### AVAILABLE DATA
##########

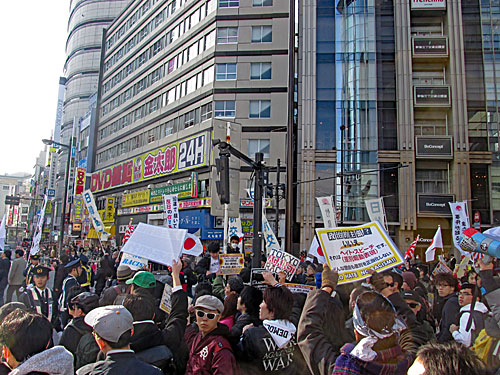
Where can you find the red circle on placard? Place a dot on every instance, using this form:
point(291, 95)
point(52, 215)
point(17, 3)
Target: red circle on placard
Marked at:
point(189, 243)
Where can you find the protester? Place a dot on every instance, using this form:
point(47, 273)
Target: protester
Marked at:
point(16, 277)
point(450, 358)
point(26, 338)
point(112, 328)
point(77, 335)
point(208, 266)
point(39, 298)
point(4, 273)
point(209, 350)
point(123, 273)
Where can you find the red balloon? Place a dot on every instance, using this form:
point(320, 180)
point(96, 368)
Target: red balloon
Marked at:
point(189, 243)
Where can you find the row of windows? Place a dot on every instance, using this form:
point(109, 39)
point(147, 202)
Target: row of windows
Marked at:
point(172, 35)
point(172, 126)
point(177, 92)
point(159, 45)
point(139, 13)
point(176, 62)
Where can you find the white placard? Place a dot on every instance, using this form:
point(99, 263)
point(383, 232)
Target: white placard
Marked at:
point(352, 251)
point(155, 243)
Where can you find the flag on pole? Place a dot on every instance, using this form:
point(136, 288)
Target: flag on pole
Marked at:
point(411, 250)
point(128, 232)
point(3, 233)
point(316, 251)
point(437, 243)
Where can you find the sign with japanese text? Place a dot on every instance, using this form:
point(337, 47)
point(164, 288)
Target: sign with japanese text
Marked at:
point(460, 221)
point(79, 181)
point(171, 208)
point(166, 299)
point(109, 215)
point(328, 211)
point(183, 190)
point(280, 261)
point(134, 262)
point(353, 251)
point(185, 154)
point(88, 198)
point(231, 264)
point(137, 198)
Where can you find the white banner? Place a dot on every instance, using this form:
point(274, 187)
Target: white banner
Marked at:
point(328, 211)
point(155, 243)
point(269, 237)
point(353, 251)
point(134, 262)
point(88, 198)
point(376, 211)
point(171, 207)
point(460, 220)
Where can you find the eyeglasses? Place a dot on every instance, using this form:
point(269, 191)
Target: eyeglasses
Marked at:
point(201, 314)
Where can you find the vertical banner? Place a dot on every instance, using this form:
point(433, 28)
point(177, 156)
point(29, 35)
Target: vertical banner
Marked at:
point(327, 207)
point(171, 207)
point(376, 211)
point(269, 237)
point(460, 221)
point(88, 198)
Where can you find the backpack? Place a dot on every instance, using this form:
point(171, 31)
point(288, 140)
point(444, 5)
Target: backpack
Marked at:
point(87, 349)
point(487, 348)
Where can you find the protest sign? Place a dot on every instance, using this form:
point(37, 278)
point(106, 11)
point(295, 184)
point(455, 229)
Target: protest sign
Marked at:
point(134, 262)
point(352, 251)
point(155, 243)
point(278, 260)
point(231, 264)
point(166, 299)
point(300, 288)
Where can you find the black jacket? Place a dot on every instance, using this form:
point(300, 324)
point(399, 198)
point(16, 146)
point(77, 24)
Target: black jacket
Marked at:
point(119, 364)
point(449, 316)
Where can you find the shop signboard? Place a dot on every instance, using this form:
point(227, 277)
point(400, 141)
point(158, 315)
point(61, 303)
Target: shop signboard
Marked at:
point(183, 155)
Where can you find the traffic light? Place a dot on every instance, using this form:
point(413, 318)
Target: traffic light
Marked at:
point(222, 165)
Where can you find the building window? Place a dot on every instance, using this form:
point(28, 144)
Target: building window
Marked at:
point(260, 108)
point(225, 108)
point(224, 72)
point(432, 181)
point(229, 3)
point(260, 71)
point(227, 35)
point(258, 145)
point(262, 3)
point(262, 34)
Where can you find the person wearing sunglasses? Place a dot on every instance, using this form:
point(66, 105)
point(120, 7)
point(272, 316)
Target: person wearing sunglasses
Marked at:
point(209, 350)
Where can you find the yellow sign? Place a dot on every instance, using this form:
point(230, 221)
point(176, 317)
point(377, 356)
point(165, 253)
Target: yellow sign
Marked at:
point(137, 198)
point(109, 217)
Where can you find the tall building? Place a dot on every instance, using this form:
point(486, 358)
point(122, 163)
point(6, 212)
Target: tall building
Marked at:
point(173, 74)
point(87, 20)
point(393, 104)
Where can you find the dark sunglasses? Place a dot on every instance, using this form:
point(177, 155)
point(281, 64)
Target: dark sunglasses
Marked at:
point(201, 314)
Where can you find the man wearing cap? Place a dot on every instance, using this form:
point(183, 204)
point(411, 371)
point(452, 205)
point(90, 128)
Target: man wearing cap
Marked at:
point(74, 269)
point(209, 350)
point(112, 329)
point(28, 272)
point(40, 299)
point(123, 273)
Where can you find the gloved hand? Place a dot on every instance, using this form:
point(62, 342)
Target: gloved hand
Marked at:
point(329, 278)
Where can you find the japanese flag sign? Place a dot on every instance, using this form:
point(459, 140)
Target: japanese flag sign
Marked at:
point(352, 251)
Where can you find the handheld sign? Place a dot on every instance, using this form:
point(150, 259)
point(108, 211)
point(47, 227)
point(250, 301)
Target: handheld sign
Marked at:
point(352, 251)
point(230, 264)
point(157, 244)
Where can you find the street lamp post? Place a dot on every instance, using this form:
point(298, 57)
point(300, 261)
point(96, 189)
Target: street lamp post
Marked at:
point(68, 166)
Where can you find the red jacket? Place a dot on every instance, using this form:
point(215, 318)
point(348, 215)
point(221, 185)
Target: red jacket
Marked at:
point(211, 354)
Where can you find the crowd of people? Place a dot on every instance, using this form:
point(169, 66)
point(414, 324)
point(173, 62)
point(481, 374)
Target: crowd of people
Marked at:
point(102, 317)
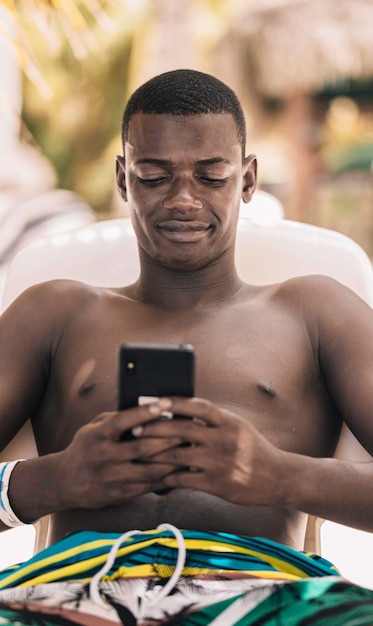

##########

### WHAT IS EXPECTED
Copy all the records above word for word, and leave out the pictures.

### CORRECT ANSWER
Where can you find the red circle on placard? Place a dot on every instance, using this form:
point(291, 95)
point(52, 215)
point(17, 3)
Target: red circle on placard
Marked at:
point(189, 243)
Where can you find the protester? Place a dot on every instance, using this form:
point(47, 273)
Target: protester
Marked at:
point(16, 277)
point(450, 358)
point(26, 338)
point(112, 328)
point(77, 335)
point(208, 266)
point(39, 298)
point(4, 273)
point(209, 350)
point(123, 273)
Where can you find the red balloon? Place a dot on every instance, using this form:
point(320, 180)
point(96, 368)
Target: red balloon
Marked at:
point(189, 243)
Where can you find the row of windows? Place a dot on every instance, using this form:
point(109, 39)
point(147, 202)
Target: row of windows
Marked at:
point(172, 35)
point(172, 126)
point(177, 92)
point(159, 45)
point(139, 13)
point(176, 62)
Where can you find the white placard? Place a dot on every instance, using this form:
point(99, 263)
point(383, 232)
Target: white placard
Marked at:
point(352, 251)
point(155, 243)
Where can you find the flag on pole? Place a dot on every instance, using this form:
point(136, 288)
Target: flag on pole
Marked at:
point(411, 250)
point(128, 232)
point(3, 233)
point(316, 251)
point(437, 243)
Where can you find the sign with japanese text? Place a dot on every instance, using this form:
point(337, 47)
point(164, 288)
Target: sign with japanese text
Marked at:
point(460, 221)
point(79, 181)
point(171, 208)
point(166, 299)
point(109, 215)
point(328, 211)
point(183, 190)
point(280, 261)
point(134, 262)
point(353, 251)
point(185, 154)
point(88, 198)
point(231, 264)
point(137, 198)
Where can you find the white banner? Place a dot on every instance, using this form:
point(274, 187)
Target: white banner
Marked at:
point(328, 211)
point(155, 243)
point(269, 237)
point(353, 251)
point(134, 262)
point(88, 198)
point(376, 211)
point(171, 207)
point(460, 220)
Where can you find the eyeglasses? Place a dot on every instance, using this form:
point(269, 191)
Target: eyeglasses
Marked at:
point(201, 314)
Where can you find the vertical banner? Place a dot on every instance, using this form:
point(433, 28)
point(177, 156)
point(29, 35)
Target: vertical banner
Marked at:
point(327, 207)
point(171, 207)
point(376, 211)
point(269, 237)
point(460, 221)
point(88, 198)
Where can you find the backpack? Place a dot on every instance, using this form:
point(171, 31)
point(288, 140)
point(444, 5)
Target: backpack
Marked at:
point(87, 349)
point(487, 348)
Where can you find the protest sign? Place a dot on every instance, using this form:
point(37, 278)
point(106, 11)
point(295, 184)
point(455, 229)
Target: protest sign
Marked at:
point(134, 262)
point(352, 251)
point(155, 243)
point(278, 260)
point(231, 264)
point(166, 299)
point(300, 288)
Where can you find the black jacket? Place a dot on every instance, using this form:
point(300, 324)
point(399, 198)
point(16, 146)
point(77, 24)
Target: black jacket
Marked at:
point(119, 364)
point(449, 316)
Where can you find the shop signboard? Place a dot on every instance, using this form:
point(227, 277)
point(400, 141)
point(158, 315)
point(61, 303)
Target: shop signboard
Marked at:
point(183, 155)
Where can you find the traffic light? Place a dot on every instance, using this form:
point(413, 318)
Target: traffic light
Marked at:
point(222, 165)
Where can you find the building window? Place a dot on every instance, using this form:
point(28, 144)
Target: building window
Marked at:
point(260, 108)
point(225, 108)
point(224, 72)
point(432, 181)
point(229, 3)
point(260, 71)
point(227, 35)
point(258, 145)
point(262, 3)
point(262, 34)
Where can you find the person wearing sunglasses? Place a dot on every instance, using this form:
point(66, 105)
point(120, 7)
point(272, 316)
Target: person wearing sunglasses
Marked at:
point(209, 350)
Where can you find the yellow sign? Place a dot on every instance, using this form:
point(230, 221)
point(176, 317)
point(377, 356)
point(165, 253)
Target: yellow sign
Marked at:
point(137, 198)
point(109, 217)
Where can you find the tall building? Place a dot on every instance, using this form:
point(486, 358)
point(122, 163)
point(6, 212)
Target: tall building
Marked at:
point(173, 74)
point(87, 20)
point(393, 104)
Where can you find the dark sunglasses? Place a dot on every instance, using this form:
point(177, 155)
point(281, 64)
Target: dark sunglasses
Marked at:
point(201, 314)
Where can you find the man wearing cap? Place a dot on every instance, using this form:
point(183, 204)
point(411, 371)
point(452, 205)
point(90, 128)
Target: man wearing cap
Marked at:
point(74, 269)
point(209, 350)
point(112, 329)
point(28, 272)
point(40, 299)
point(123, 273)
Where can you find the gloved hand? Place a dot on every instance, using this form:
point(62, 342)
Target: gloved hand
Marked at:
point(329, 278)
Where can you find the japanese flag sign? Place a dot on every instance, using this form:
point(459, 140)
Target: japanese flag sign
Marked at:
point(352, 251)
Where can you find the handheld sign? Place a dot on every instance, using this form:
point(150, 259)
point(108, 211)
point(47, 227)
point(250, 301)
Target: handheld sign
Marked at:
point(352, 251)
point(230, 264)
point(157, 244)
Where can you find the street lamp post? Place a dot on every instance, using this form:
point(298, 57)
point(300, 261)
point(96, 189)
Target: street lamp post
Marked at:
point(68, 166)
Where can you find the red jacket? Place a dot on every instance, using this form:
point(215, 318)
point(348, 215)
point(221, 185)
Target: red jacket
Marked at:
point(211, 354)
Where can you find the crowd of people? Place a dot on every instance, using this form:
point(169, 66)
point(414, 324)
point(173, 62)
point(481, 374)
Target: crowd of people
Marked at:
point(102, 317)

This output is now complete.